→ **Ketentuan Latihan**
Ubahlah bagian teks sumber dari "Kabid PHU Kanwil" sampai "yang penuh keberagaman." dengan mengganti "Kanwil Kemenag Sulbar" menjadi "Kantor Wilayah Kementerian Agama Sulawesi Barat", kemudian tuliskan kembali bagian tersebut.

Kabid PHU Kanwil Kemenag Sulbar Resmi Menutup Kegiatan Dialog Lintas Agama dan Budaya

Polewali Mandar, Nuansa.info – Kepala Bidang Penyelenggara Haji dan Umrah (Kabid PHU) Kanwil Kemenag Sulbar, H. Ahmad Barambangy, secara resmi menutup kegiatan Dialog Lintas Agama dan Budaya yang diselenggarakan oleh Tim Kerja Ortala dan KUB Kanwil Kemenag Sulbar di Hotel Sinar Mas, Polewali Mandar. (Selasa, 25/02/2025)

Dalam sambutannya, H. Ahmad Barambangy mengisahkan pengalaman pribadinya yang lahir di lingkungan non-Muslim di Bonehau dan bertugas di Mamasa selama empat tahun empat bulan sebelum akhirnya bergabung di Kanwil Kemenag Sulbar. Pengalamannya tersebut memberinya pemahaman mendalam tentang kehidupan sosial-keagamaan yang penuh keberagaman.

→ **Baris Data**
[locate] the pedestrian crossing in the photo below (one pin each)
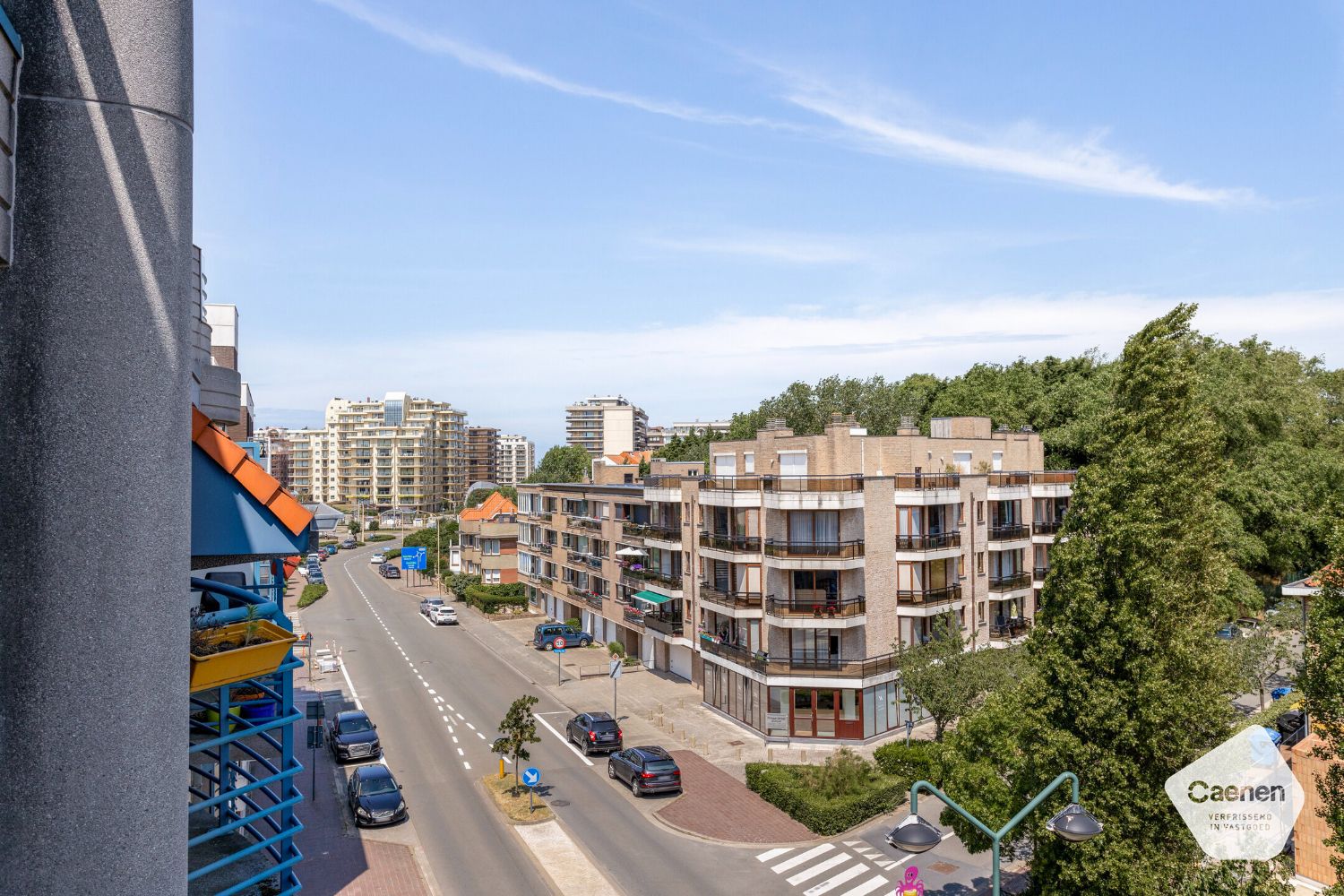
==
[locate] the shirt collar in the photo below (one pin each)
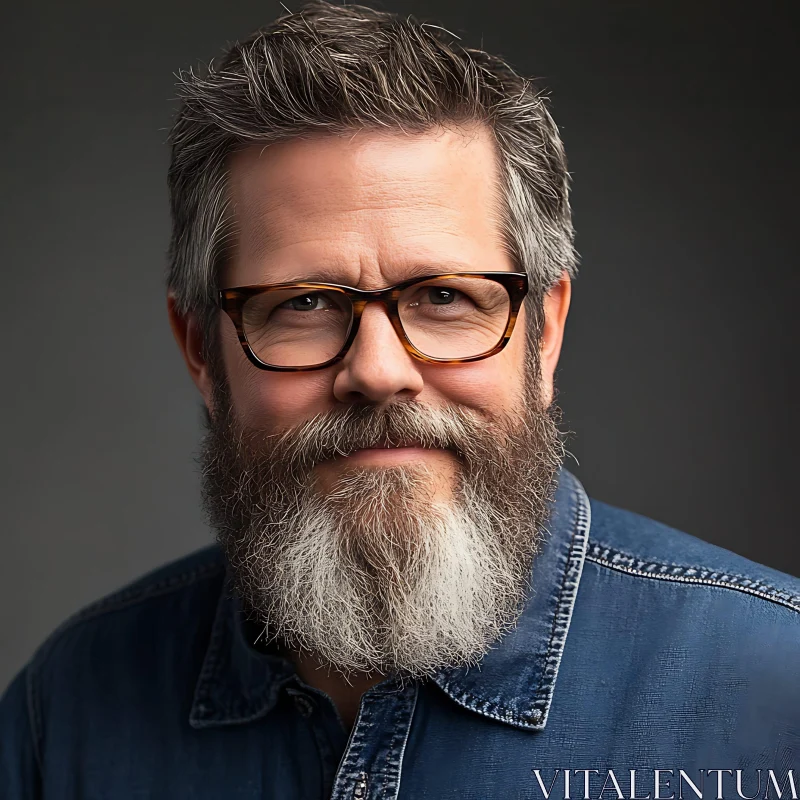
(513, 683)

→ **Hasil**
Kabid PHU Kantor Wilayah Kementerian Agama Sulawesi Barat Resmi Menutup Kegiatan Dialog Lintas Agama dan Budaya

Polewali Mandar, Nuansa.info – Kepala Bidang Penyelenggara Haji dan Umrah (Kabid PHU) Kantor Wilayah Kementerian Agama Sulawesi Barat, H. Ahmad Barambangy, secara resmi menutup kegiatan Dialog Lintas Agama dan Budaya yang diselenggarakan oleh Tim Kerja Ortala dan KUB Kantor Wilayah Kementerian Agama Sulawesi Barat di Hotel Sinar Mas, Polewali Mandar. (Selasa, 25/02/2025)

Dalam sambutannya, H. Ahmad Barambangy mengisahkan pengalaman pribadinya yang lahir di lingkungan non-Muslim di Bonehau dan bertugas di Mamasa selama empat tahun empat bulan sebelum akhirnya bergabung di Kantor Wilayah Kementerian Agama Sulawesi Barat. Pengalamannya tersebut memberinya pemahaman mendalam tentang kehidupan sosial-keagamaan yang penuh keberagaman.